* **WORK TO COMPLETE**
Take the entries below and print all of them exactly, please.

* Begin *

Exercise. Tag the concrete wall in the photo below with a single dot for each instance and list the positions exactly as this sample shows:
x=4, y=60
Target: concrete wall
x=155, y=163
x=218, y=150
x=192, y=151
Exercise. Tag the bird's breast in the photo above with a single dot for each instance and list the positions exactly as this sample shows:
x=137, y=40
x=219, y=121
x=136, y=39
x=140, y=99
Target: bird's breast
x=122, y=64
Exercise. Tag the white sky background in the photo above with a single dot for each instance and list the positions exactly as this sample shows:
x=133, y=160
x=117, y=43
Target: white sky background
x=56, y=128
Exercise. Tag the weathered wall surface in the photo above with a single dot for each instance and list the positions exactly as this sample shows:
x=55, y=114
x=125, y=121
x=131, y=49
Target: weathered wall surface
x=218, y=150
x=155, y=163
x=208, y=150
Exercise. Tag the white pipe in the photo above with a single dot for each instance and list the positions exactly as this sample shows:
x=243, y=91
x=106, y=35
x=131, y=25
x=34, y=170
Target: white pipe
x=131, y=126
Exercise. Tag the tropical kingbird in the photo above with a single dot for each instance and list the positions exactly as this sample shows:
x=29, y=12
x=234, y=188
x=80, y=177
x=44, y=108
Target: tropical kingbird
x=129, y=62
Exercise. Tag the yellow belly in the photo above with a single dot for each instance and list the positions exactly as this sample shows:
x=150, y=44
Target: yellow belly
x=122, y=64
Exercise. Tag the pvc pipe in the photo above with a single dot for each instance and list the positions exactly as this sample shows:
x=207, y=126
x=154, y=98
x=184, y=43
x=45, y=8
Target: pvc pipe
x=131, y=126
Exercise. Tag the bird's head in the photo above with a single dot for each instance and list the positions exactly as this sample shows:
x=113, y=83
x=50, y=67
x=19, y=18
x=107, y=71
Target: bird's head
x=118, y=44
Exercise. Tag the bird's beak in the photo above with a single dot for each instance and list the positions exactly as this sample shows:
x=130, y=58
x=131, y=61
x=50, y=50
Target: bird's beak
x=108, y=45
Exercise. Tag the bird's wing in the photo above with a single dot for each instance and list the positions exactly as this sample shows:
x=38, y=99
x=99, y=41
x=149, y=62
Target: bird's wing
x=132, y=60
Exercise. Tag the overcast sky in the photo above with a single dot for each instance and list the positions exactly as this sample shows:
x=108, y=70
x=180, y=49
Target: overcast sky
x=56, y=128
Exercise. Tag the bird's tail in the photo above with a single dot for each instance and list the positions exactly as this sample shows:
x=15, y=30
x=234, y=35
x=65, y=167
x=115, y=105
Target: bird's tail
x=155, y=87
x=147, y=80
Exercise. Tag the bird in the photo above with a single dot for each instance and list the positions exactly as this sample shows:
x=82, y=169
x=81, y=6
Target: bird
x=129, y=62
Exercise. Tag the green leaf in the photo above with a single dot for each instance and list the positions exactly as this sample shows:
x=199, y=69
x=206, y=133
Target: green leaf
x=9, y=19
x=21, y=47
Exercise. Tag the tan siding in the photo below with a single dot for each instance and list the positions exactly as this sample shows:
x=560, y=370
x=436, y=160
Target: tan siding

* End *

* **OUTPUT OF THE EXERCISE**
Exercise. Tag the concrete wall in the photo below with a single dot for each instance and list the positions exactly as this sample shows:
x=4, y=60
Target: concrete wall
x=155, y=163
x=218, y=150
x=192, y=151
Exercise. Tag the bird's breast in the photo above with a single dot for each instance and list the positions exactly as this sample shows:
x=137, y=40
x=219, y=121
x=136, y=39
x=140, y=99
Target: bird's breast
x=122, y=64
Exercise. Tag the white sky background in the photo above with a single dot for each instance and list the positions exactly as this sample shows:
x=133, y=160
x=117, y=43
Target: white sky background
x=56, y=128
Exercise. Tag the weathered wall surface in the photo above with a single dot for each instance and list the positions exactly as this sample shows:
x=55, y=114
x=125, y=121
x=131, y=49
Target: weathered wall surface
x=218, y=150
x=155, y=163
x=208, y=150
Exercise. Tag the white pipe in the photo above with a single dot for each instance and list the positions exactly as this sample shows:
x=243, y=91
x=106, y=35
x=131, y=25
x=34, y=170
Target: white pipe
x=131, y=126
Exercise. Tag the tropical kingbird in the photo above with a single dot for each instance and list the positions exactly as this sample shows:
x=29, y=12
x=234, y=188
x=80, y=177
x=44, y=108
Target: tropical kingbird
x=129, y=62
Exercise. Tag the yellow belly in the photo above with a single dot for each instance and list the positions exactly as this sample shows:
x=150, y=44
Target: yellow belly
x=122, y=64
Exercise. Tag the pvc pipe in the photo above with a single dot for each instance and list the positions exactly as this sample shows:
x=207, y=126
x=154, y=98
x=184, y=43
x=45, y=8
Target: pvc pipe
x=131, y=126
Exercise. Tag the bird's head in the photo above with a single dot for each instance and list the positions exactly as this sample shows:
x=113, y=83
x=50, y=67
x=19, y=18
x=107, y=71
Target: bird's head
x=118, y=44
Exercise. Tag the bird's beak in the photo above with a single dot for each instance and list the positions exactly as this sample shows:
x=130, y=58
x=131, y=61
x=50, y=50
Target: bird's beak
x=108, y=45
Exercise. Tag the bird's wing in the photo above with a single dot for each instance and list the positions exactly as this sample shows:
x=38, y=99
x=99, y=41
x=149, y=62
Target: bird's wing
x=132, y=60
Exercise. Tag the overcast sky in the photo above with a single dot for each instance and list the positions exactly as this sample shows:
x=108, y=70
x=180, y=49
Target: overcast sky
x=56, y=128
Exercise. Tag the bird's tail in the photo above with a single dot for each instance and list the positions exactly as this sample shows:
x=15, y=30
x=234, y=35
x=65, y=167
x=115, y=105
Target: bird's tail
x=155, y=87
x=147, y=80
Exercise. Tag the bird in the photo above with a single dot for each instance and list the positions exactly as this sample shows:
x=82, y=169
x=81, y=6
Target: bird
x=129, y=62
Exercise. Tag the green leaf in the photo above with a single dot for each instance and list the positions exactly as this sample shows:
x=199, y=69
x=206, y=133
Target: green leaf
x=9, y=19
x=21, y=47
Exercise. Tag the tan siding in the photo below with a single dot for each instance and list the positions exactly as this sample shows:
x=560, y=370
x=436, y=160
Target: tan siding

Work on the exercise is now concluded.